▸ **Objective**: Find the line containing "building with balcony.", then output it and every line after it through the end of the listing below, exactly as written.

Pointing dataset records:
————

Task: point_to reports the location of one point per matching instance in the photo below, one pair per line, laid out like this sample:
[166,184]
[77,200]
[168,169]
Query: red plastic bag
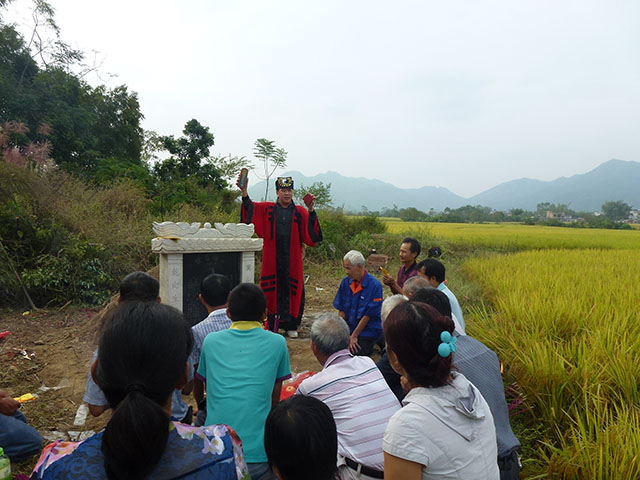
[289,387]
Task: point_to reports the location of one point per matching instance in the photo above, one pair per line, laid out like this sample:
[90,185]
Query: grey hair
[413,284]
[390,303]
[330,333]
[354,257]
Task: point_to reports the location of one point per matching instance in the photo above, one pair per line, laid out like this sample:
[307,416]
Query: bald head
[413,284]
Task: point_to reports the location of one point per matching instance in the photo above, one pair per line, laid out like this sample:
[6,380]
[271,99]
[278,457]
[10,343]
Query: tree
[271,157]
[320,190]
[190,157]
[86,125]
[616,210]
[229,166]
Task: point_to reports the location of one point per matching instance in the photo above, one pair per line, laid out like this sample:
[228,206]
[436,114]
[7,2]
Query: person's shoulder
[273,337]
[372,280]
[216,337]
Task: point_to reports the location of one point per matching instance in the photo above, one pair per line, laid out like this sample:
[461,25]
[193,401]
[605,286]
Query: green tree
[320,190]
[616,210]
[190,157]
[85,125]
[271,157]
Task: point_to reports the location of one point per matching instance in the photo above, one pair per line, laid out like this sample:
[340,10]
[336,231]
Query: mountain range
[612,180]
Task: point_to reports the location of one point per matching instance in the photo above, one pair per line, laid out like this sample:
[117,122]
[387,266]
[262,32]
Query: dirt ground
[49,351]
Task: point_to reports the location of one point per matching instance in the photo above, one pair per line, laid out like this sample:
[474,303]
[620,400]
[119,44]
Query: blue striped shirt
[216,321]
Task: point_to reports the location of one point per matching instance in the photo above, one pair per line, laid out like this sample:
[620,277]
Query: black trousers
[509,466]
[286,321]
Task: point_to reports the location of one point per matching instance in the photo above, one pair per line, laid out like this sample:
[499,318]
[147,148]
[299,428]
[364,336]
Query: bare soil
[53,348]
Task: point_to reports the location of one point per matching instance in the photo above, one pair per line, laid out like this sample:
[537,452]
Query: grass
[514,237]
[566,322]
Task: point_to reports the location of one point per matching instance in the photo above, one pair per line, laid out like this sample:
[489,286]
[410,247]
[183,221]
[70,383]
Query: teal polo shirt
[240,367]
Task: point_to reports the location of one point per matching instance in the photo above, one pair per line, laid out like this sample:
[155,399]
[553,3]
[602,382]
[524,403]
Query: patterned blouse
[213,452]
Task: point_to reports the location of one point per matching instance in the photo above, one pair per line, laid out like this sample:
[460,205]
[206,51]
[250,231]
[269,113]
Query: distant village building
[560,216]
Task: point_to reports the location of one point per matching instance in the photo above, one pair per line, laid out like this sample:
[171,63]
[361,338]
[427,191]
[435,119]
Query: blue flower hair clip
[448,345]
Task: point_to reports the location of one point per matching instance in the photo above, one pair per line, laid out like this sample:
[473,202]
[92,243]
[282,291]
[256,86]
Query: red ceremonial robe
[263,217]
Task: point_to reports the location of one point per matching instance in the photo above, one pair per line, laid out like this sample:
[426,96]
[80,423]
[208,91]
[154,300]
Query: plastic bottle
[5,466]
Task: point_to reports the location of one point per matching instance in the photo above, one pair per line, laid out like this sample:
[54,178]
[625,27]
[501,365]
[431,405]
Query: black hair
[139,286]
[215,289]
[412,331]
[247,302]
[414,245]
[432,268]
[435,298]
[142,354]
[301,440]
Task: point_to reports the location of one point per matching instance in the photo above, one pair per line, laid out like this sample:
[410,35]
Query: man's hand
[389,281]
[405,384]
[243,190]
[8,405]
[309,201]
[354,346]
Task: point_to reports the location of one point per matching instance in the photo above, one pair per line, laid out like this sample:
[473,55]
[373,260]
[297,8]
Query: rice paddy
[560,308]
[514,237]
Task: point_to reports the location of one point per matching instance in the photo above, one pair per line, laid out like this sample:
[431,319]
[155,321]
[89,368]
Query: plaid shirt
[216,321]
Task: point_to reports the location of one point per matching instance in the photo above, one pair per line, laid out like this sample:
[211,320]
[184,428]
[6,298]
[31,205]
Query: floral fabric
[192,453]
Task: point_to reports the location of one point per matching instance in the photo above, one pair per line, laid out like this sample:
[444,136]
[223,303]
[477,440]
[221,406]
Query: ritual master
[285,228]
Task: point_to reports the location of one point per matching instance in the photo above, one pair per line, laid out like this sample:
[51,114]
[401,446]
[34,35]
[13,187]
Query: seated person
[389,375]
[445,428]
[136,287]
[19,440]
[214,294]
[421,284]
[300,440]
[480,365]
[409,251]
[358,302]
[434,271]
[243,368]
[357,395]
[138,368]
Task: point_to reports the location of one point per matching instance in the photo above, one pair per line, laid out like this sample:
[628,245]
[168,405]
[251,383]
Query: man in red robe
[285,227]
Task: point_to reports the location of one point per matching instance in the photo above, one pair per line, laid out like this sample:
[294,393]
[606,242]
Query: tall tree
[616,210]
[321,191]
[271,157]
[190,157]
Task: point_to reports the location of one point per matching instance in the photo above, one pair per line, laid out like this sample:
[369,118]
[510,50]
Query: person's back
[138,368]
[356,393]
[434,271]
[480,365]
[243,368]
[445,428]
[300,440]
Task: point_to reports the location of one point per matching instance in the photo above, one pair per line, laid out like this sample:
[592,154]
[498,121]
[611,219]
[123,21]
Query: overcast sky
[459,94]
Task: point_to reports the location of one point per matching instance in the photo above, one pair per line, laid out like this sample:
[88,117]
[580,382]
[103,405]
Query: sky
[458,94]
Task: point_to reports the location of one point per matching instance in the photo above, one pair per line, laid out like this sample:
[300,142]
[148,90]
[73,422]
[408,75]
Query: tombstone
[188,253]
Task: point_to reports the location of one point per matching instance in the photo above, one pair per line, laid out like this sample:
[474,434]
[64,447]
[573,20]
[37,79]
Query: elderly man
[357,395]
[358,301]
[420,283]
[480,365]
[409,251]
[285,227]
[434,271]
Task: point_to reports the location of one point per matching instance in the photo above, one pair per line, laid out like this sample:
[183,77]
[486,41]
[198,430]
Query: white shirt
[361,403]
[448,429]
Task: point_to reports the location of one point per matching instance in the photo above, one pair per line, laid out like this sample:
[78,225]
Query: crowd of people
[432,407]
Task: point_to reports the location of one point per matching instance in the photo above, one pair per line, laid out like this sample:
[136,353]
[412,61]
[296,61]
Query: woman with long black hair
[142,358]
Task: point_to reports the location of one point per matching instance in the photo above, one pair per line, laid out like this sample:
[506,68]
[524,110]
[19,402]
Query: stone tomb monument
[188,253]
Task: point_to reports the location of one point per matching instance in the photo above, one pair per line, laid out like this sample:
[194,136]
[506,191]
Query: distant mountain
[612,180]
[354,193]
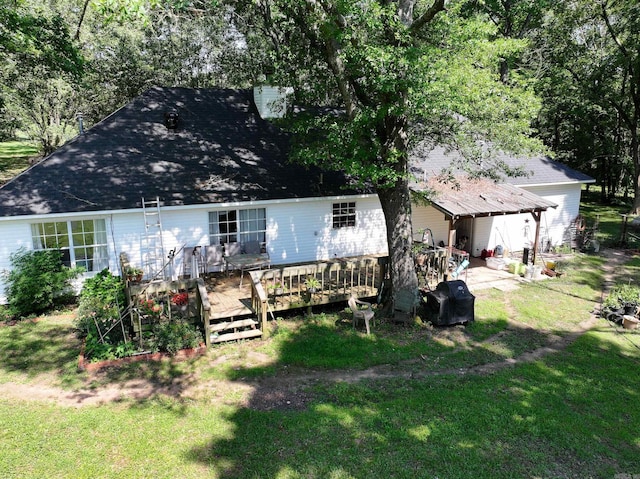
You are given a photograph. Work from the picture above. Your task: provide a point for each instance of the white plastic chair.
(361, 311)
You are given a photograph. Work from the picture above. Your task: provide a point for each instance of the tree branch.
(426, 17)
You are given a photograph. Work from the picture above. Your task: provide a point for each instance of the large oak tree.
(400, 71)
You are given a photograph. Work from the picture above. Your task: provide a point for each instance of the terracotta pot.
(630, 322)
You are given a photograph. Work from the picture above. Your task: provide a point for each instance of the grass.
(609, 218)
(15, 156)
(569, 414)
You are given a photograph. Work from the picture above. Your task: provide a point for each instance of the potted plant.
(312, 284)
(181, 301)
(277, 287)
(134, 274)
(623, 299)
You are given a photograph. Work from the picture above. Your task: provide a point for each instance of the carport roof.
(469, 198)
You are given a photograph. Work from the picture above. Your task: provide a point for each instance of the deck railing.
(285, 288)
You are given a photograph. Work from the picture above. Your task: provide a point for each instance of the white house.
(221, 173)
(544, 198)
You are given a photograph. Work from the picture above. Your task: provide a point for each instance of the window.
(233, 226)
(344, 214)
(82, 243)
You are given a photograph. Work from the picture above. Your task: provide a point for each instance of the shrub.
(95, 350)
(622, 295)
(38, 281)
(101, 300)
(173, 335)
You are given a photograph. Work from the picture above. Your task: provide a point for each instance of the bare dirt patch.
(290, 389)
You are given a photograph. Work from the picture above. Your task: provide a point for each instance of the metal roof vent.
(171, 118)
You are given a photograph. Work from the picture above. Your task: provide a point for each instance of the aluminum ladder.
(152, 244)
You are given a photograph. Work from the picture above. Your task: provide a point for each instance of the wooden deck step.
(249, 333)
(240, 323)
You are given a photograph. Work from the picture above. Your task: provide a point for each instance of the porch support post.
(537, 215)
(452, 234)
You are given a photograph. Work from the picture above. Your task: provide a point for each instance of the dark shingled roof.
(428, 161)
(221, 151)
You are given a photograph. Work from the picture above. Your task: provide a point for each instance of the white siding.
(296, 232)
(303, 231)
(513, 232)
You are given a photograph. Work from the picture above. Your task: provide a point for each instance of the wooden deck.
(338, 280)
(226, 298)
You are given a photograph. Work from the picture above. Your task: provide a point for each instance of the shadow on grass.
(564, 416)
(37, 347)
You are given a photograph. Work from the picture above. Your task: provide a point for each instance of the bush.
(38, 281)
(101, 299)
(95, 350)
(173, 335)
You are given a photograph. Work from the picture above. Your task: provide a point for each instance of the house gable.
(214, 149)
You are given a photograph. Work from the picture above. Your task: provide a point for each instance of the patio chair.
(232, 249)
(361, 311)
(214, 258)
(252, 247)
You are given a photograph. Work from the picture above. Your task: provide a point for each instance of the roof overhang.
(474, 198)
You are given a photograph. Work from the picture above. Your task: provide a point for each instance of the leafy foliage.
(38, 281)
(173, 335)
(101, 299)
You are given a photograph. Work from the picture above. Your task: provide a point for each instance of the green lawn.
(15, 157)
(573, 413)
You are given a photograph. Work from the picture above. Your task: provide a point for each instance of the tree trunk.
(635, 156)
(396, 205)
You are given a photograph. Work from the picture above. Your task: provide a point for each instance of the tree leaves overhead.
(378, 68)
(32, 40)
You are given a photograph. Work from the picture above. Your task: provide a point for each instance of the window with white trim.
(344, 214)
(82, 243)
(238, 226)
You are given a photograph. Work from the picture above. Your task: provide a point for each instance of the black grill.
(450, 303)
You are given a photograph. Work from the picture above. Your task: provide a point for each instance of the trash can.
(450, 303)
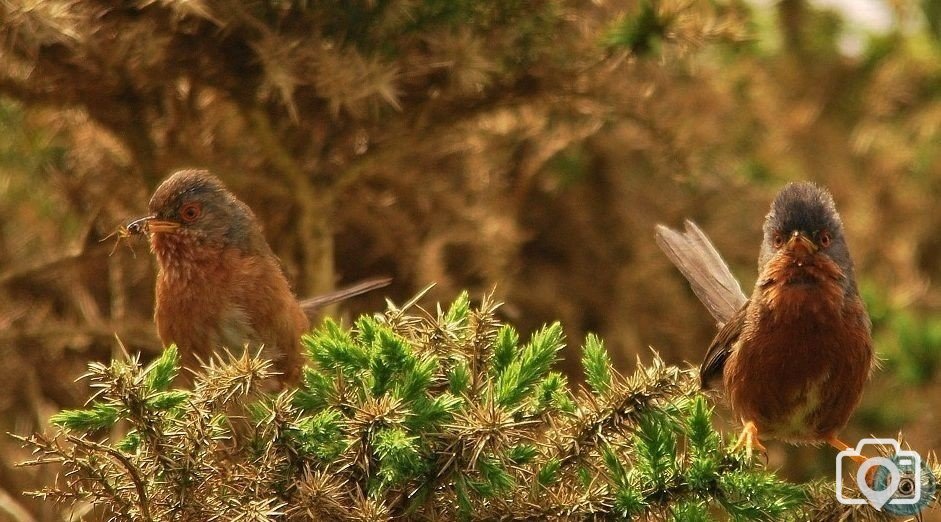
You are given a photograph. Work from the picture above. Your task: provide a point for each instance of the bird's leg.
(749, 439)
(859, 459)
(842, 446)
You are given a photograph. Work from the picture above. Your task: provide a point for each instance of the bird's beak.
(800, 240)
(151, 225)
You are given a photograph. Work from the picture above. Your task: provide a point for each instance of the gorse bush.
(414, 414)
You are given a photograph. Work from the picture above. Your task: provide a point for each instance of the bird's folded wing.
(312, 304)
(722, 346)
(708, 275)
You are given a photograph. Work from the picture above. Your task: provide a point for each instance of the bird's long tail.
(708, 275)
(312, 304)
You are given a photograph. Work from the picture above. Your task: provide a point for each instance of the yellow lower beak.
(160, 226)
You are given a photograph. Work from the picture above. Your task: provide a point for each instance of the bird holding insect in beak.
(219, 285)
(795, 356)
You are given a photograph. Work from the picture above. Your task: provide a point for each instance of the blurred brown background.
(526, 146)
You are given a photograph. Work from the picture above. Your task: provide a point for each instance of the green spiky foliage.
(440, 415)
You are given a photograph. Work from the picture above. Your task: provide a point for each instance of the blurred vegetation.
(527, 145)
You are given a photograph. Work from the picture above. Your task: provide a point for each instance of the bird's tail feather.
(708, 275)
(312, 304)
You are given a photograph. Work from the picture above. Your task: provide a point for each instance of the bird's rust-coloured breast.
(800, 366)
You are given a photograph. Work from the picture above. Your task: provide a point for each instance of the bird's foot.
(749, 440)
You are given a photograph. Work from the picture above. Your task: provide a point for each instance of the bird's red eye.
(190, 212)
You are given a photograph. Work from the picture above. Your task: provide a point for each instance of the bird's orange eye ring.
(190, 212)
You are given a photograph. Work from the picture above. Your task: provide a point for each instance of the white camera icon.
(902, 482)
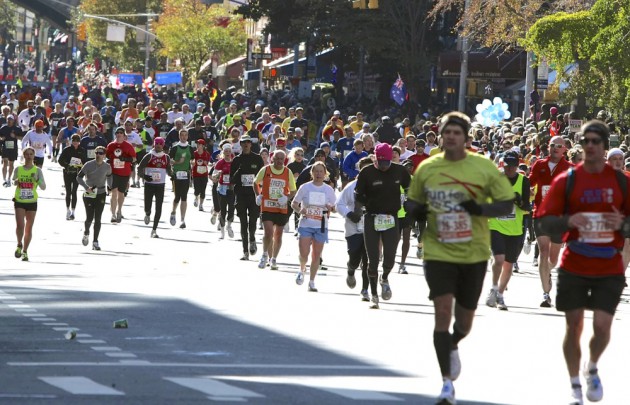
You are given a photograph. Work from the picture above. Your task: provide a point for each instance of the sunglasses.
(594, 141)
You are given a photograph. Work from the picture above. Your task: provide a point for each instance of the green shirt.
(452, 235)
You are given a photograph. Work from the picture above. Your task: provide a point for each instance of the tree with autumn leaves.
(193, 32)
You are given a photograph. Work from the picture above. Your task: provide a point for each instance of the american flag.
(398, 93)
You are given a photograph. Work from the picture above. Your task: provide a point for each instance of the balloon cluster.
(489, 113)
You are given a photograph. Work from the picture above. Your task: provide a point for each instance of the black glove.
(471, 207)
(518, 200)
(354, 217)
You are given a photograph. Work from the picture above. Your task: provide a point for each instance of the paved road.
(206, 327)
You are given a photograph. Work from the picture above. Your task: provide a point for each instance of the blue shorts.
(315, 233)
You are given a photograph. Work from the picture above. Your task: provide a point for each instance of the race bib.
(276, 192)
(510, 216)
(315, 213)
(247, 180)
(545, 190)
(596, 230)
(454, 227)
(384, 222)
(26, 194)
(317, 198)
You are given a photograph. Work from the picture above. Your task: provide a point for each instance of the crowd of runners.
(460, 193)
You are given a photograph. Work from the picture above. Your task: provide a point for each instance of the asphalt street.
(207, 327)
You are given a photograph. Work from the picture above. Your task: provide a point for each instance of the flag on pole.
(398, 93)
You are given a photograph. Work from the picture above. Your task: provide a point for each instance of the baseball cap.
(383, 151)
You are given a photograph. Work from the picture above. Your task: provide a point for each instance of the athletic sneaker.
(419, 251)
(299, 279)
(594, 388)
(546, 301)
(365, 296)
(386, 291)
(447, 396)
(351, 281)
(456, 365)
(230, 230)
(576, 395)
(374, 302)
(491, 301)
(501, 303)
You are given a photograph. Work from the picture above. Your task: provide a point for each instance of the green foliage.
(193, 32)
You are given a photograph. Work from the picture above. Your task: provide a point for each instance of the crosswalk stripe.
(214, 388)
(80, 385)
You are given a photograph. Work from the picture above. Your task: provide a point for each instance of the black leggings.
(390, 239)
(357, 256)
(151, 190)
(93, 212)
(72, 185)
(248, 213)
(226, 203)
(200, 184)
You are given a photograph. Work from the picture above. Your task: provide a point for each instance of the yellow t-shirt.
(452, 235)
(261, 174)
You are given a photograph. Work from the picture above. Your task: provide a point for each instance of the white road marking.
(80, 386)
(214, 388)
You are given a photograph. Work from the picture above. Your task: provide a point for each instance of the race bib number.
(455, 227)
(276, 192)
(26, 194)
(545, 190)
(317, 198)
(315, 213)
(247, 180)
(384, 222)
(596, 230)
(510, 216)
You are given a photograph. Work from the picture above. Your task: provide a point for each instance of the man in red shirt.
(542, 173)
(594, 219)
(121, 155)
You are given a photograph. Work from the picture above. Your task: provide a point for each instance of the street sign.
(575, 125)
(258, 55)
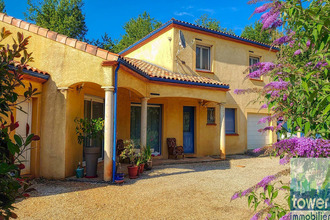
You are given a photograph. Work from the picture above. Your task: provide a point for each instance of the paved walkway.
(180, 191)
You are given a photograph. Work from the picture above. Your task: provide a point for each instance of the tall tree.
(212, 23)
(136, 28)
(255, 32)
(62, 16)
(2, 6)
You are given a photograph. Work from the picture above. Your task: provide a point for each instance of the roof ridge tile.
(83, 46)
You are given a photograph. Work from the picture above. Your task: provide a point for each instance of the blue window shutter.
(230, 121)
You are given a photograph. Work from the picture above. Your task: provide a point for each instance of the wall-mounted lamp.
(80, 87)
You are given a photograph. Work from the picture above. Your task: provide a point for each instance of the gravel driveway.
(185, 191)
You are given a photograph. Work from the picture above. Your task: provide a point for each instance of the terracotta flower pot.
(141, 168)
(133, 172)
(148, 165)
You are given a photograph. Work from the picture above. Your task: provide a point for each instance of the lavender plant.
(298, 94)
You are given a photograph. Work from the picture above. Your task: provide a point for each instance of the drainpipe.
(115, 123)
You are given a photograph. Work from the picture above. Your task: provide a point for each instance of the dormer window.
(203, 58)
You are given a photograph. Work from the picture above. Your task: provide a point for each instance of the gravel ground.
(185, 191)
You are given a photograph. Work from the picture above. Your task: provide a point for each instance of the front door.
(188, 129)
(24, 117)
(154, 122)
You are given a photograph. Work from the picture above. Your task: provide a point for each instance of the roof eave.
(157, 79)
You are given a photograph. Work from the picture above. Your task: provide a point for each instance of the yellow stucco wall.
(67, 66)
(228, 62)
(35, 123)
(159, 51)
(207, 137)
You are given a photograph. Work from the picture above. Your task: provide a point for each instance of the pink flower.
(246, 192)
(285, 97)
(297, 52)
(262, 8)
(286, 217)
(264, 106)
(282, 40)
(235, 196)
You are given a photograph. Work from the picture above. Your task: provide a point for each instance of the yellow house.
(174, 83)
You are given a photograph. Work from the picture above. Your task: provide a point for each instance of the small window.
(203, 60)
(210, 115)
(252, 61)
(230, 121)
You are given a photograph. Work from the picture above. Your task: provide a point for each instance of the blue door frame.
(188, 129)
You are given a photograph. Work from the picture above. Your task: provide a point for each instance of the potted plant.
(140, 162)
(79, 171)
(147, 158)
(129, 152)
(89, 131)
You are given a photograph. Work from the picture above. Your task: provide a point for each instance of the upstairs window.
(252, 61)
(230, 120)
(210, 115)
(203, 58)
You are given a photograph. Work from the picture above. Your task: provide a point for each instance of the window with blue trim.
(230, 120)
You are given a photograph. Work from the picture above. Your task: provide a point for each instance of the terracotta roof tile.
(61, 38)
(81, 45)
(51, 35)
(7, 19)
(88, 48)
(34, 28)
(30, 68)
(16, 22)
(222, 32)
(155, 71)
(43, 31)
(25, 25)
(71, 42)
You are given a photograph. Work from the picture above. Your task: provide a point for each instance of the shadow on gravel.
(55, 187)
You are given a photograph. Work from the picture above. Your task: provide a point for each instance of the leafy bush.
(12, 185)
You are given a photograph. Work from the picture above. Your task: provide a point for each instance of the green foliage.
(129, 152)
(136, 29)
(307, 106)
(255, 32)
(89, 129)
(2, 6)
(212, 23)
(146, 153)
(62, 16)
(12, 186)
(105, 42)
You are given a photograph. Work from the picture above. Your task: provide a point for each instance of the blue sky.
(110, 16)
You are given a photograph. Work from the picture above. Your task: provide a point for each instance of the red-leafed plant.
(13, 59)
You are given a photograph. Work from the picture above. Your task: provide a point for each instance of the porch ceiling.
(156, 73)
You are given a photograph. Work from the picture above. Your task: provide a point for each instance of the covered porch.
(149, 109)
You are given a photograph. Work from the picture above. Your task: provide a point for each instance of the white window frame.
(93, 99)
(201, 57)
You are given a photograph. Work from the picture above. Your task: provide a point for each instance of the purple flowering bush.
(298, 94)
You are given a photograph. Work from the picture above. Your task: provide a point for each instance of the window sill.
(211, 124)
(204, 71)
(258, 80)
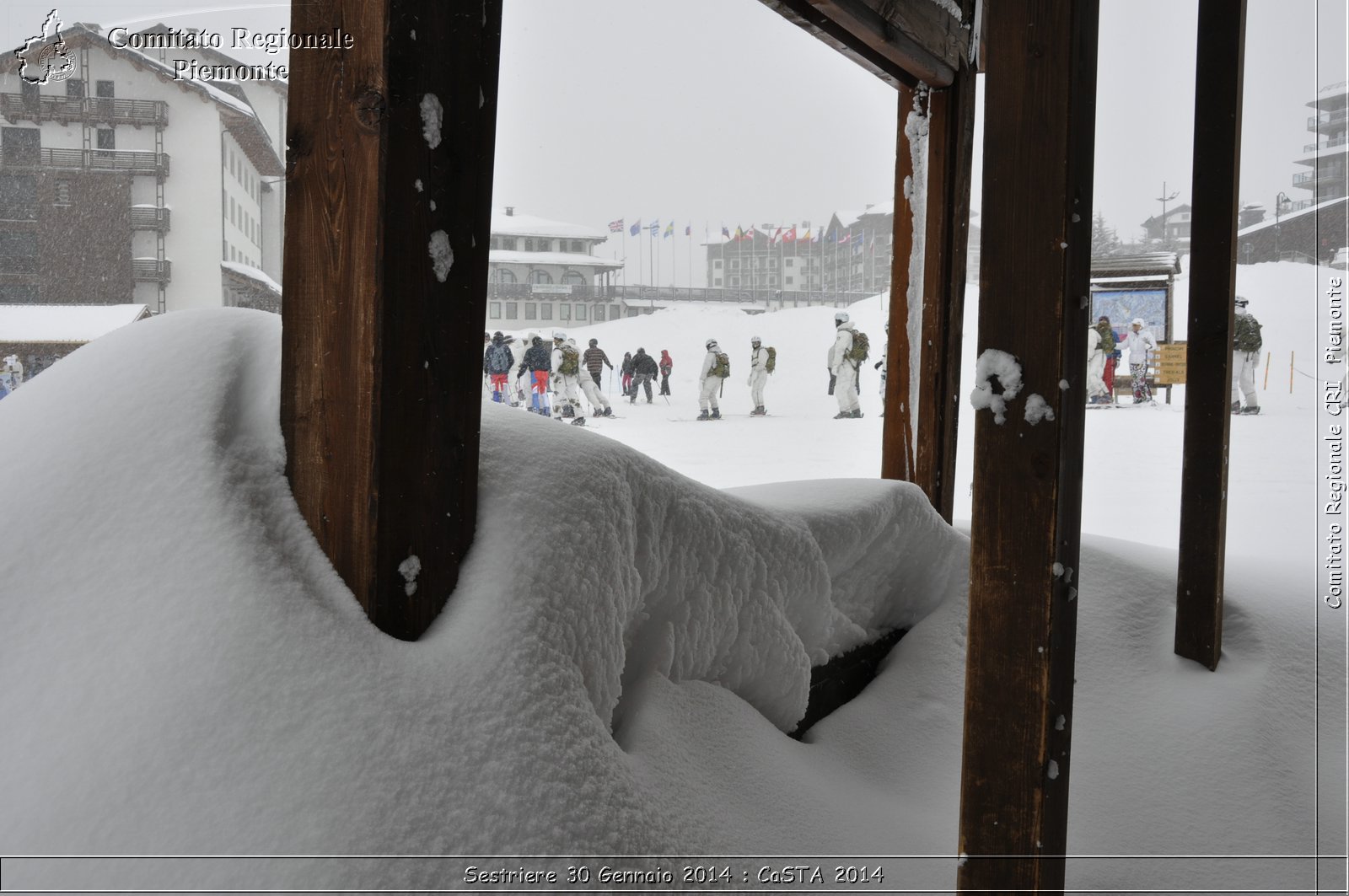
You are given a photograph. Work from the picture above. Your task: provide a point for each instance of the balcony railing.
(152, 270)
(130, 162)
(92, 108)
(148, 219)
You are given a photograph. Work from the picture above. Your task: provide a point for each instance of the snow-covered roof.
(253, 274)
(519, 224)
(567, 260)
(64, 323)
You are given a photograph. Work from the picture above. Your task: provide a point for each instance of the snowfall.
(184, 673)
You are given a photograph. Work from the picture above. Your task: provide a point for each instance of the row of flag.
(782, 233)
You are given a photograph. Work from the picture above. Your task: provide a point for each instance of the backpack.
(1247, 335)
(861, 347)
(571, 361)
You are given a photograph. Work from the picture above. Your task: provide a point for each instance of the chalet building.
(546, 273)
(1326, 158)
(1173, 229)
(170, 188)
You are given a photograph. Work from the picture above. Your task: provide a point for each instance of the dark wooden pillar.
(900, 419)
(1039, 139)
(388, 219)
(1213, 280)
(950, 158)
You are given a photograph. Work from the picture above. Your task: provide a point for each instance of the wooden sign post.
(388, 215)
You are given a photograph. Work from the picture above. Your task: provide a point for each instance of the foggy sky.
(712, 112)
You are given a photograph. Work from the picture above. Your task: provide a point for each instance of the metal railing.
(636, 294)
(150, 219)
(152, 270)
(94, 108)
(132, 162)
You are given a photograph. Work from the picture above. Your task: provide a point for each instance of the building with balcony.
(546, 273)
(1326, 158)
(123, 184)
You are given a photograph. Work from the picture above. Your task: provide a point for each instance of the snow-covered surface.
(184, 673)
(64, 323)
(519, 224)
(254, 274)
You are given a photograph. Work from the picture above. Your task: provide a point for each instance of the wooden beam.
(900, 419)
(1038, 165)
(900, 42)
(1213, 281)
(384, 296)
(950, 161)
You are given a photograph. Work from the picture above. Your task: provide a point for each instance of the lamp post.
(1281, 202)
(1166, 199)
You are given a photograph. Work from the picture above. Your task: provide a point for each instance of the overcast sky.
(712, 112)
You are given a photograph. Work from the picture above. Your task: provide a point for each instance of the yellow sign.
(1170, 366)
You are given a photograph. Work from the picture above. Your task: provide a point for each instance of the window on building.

————

▸ **Problem solution**:
You are given a photograph. Work from the picture above. Your task: provide a point for each instance of the building with balcony.
(546, 273)
(1326, 158)
(123, 184)
You are given a photograph. Work from the picture above. Your task: provide a point for each instance of the snow-covered surface.
(184, 673)
(64, 323)
(519, 224)
(254, 274)
You are given a photograph. Work from the picture above. Your task: provide a point for each instance of the wooden beam.
(900, 419)
(1038, 165)
(900, 42)
(1213, 281)
(384, 296)
(950, 161)
You are given a photograph. Work from the picture above. Your task: provide a point for each instance of the lamp post.
(1281, 202)
(1166, 199)
You are given a photograph. Work from the picture above. Your task: provide a point for each instance of the overcast sky.
(712, 112)
You are given a photograph. Work from the picture above. Your task: provide a point for each instance of the yellow sign.
(1170, 366)
You are given a photograph. Work from the picture above. Your task: provide a point for each instance of the window on building.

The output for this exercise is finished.